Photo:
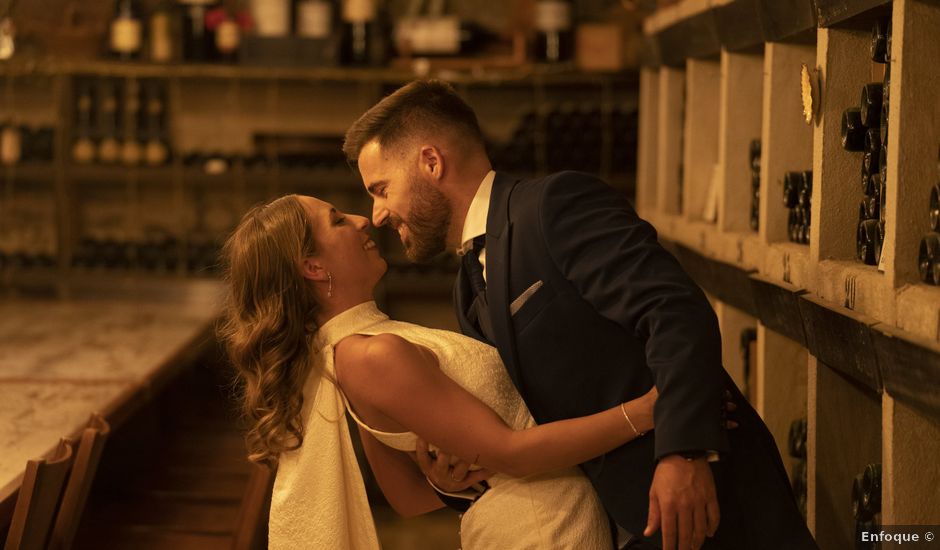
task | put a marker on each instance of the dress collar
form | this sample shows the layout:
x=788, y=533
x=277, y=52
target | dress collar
x=347, y=323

§ §

» Problem statement
With the pictures omitted, the material is to be transcribed exactly.

» Response to this task
Photo:
task | put a marker on each instance of the dress collar
form | this sample shows the layout:
x=788, y=533
x=277, y=52
target | dress collar
x=347, y=323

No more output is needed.